> [Exercise goal]: Write the passage that would follow the final sentence of the article on Faith to Faithless given below.

> [Excerpted passage]:
★ ★ ★ ★

Faith to Faithless
- Formation: 2015
- Founders: Imtiaz Shams, Aliyah Saleem
- Legal status: Part of a registered charity
- Purpose: Advocacy, public awareness and support for ex-religious people
- Website: www.faithtofaithless.com

= Faith to Faithless =

UK organisation confronting discrimination against people who left religions

Faith to Faithless is a non-profit organisation in the United Kingdom dedicated to confronting discrimination against atheists and non-religious people, in particular discrimination towards individuals who have left minority religions. It provides support to people leaving religion and helps them to "come out" to friends and family and gives a platform for individuals to speak out publicly and to find mutual support in the wider atheist, secular and humanist communities. Faith to Faithless advocates for individuals and families leaving any religion, and aims to bring discussion and support for ex-religious people into the public domain.

Since 2017 Faith to Faithless has been incorporated as a programme within Humanists UK, formerly the British Humanist Association, the national charity supporting non-religious people.

★ ★ ★ ★

> [Listed entries]:

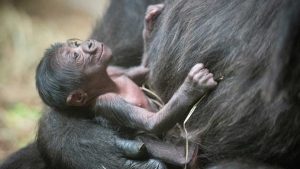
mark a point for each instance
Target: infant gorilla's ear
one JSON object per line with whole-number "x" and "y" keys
{"x": 77, "y": 98}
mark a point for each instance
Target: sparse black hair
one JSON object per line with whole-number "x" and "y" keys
{"x": 54, "y": 82}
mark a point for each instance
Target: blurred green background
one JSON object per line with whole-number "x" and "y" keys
{"x": 27, "y": 29}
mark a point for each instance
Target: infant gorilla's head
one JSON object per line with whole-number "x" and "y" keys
{"x": 68, "y": 71}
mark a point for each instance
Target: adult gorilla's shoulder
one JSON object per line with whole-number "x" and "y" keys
{"x": 254, "y": 45}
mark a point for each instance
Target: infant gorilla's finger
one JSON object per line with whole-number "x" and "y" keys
{"x": 206, "y": 78}
{"x": 212, "y": 82}
{"x": 195, "y": 69}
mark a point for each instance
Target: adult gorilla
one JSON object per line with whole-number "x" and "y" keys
{"x": 254, "y": 112}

★ ★ ★ ★

> [Answer for the task]:
==Formation==

Faith to Faithless was founded in 2015 by Imtiaz Shams and Aliyah Saleem. Shams, a Bangladeshi ex-Muslim atheist who grew up in Saudi Arabia, left Islam when he realised that his sense of justice was incompatible with the idea that all other religions must, by Islamic definition, be bad. He has explained that he needed to address the frustration that ex-Muslims and secular Muslims feel as their identity is perceived as indivisible from Muslim religion and the unease society at large has with Muslim apostasy.
Saleem, who describes herself as an ex-Muslim atheist, left Islam at the age of 19 and described it as becoming free. By the age of 27, Saleem had worked with Shams and they decided to set up an advocacy group, Faith to Faithless, in order to help increase awareness of the issues around leaving religion, to show people in similar situations that they are not alone, and to provide a community network of support.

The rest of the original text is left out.